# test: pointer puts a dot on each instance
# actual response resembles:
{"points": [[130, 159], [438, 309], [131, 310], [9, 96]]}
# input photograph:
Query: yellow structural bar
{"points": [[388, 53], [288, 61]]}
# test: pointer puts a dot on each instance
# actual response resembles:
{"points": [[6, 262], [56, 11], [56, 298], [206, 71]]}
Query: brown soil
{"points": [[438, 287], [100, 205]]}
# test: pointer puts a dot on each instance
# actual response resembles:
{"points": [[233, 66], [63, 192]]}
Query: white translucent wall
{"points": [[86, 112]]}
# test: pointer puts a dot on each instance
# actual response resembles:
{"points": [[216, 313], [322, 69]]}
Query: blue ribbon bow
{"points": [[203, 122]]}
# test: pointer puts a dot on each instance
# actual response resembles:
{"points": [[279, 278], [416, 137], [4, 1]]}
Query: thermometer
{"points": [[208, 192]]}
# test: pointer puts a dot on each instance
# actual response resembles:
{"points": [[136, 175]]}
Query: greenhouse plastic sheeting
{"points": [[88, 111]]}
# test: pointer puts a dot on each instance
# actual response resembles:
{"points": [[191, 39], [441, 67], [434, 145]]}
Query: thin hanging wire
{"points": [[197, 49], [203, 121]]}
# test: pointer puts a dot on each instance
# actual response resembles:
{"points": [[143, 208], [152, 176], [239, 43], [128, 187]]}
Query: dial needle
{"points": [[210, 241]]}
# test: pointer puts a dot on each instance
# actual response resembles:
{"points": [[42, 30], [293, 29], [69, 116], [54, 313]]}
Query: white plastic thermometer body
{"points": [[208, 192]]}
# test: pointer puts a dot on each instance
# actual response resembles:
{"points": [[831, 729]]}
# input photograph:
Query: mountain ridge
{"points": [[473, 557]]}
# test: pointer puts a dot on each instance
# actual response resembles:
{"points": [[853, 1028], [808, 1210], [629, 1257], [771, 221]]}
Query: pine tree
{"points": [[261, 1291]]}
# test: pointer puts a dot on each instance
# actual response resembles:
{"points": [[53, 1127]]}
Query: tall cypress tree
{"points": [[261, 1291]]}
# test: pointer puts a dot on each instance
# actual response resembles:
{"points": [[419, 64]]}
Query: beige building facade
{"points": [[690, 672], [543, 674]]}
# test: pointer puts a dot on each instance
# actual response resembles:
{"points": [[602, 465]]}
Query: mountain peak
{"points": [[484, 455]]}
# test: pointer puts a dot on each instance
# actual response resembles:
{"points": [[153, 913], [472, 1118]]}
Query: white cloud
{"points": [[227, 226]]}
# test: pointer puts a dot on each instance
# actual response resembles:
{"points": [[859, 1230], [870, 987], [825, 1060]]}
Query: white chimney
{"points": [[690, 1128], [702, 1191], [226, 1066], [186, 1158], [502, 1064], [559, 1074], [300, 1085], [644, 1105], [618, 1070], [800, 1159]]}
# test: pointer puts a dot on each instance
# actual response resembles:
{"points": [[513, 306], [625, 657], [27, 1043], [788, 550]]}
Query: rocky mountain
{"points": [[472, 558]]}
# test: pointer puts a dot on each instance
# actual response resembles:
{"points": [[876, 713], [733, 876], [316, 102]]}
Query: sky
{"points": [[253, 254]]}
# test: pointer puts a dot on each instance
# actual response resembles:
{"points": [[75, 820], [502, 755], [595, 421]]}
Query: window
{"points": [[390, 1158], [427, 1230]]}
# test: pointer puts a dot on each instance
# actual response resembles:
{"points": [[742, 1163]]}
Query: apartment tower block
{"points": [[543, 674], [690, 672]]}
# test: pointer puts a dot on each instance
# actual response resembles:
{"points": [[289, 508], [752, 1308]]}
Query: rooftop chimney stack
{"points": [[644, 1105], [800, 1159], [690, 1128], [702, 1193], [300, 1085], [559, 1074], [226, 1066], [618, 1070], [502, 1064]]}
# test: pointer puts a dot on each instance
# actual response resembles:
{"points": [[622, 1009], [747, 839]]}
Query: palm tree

____________________

**What to produce**
Report each line of the records that contains the word "white", copying every such line in full.

**Written answer**
Query: white translucent wall
Query: white plastic thermometer body
Query: white cloud
Query: white chimney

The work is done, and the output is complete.